▶ **SUPPLIED DATA**:
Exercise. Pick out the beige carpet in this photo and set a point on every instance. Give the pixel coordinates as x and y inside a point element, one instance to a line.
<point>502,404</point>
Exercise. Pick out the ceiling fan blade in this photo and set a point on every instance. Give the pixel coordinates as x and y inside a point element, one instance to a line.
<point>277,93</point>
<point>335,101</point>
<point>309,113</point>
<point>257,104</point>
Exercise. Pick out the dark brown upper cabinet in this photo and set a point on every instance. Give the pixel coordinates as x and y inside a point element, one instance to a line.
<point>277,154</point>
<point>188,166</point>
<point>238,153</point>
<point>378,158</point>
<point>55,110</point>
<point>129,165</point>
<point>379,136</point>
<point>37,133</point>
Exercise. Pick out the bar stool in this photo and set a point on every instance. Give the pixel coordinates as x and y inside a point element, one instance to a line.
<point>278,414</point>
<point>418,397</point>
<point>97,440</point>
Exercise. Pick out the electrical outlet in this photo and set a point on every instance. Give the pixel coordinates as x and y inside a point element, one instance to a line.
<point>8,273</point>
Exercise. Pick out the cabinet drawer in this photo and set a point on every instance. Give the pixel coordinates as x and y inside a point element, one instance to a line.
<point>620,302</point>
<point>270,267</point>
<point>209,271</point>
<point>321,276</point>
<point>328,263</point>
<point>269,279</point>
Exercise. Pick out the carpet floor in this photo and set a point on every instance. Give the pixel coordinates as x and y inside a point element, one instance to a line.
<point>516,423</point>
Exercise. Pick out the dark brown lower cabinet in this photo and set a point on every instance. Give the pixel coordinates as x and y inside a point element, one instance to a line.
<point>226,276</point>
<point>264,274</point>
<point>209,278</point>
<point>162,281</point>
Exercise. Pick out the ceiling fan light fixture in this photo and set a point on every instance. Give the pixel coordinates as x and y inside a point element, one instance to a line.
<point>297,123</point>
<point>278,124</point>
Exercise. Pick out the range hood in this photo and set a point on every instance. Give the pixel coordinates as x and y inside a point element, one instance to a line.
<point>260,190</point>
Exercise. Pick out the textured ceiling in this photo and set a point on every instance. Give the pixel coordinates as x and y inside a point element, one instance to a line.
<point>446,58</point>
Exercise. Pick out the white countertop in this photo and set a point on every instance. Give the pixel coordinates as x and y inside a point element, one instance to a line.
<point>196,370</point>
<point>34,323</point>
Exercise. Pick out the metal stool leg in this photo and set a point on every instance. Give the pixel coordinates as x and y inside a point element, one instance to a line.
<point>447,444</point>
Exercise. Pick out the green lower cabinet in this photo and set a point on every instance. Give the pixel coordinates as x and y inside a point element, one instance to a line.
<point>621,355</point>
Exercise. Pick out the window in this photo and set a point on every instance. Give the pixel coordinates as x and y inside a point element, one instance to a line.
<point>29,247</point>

▶ **PROBLEM TO SOLVE**:
Lay out the rows above, from the line containing "Exercise. Pick out the ceiling fan light" through the line containing "<point>278,124</point>", both ends included, as a Markdown table with the columns No. and Line. Number each line and skip blank ones.

▶ **SOLVED EXERCISE**:
| No. | Line |
|---|---|
| 1 | Exercise. Pick out the ceiling fan light fixture in this photo and set a point on every instance. Give the pixel coordinates as x and y inside a point element, one instance to a line. |
| 2 | <point>297,123</point> |
| 3 | <point>278,124</point> |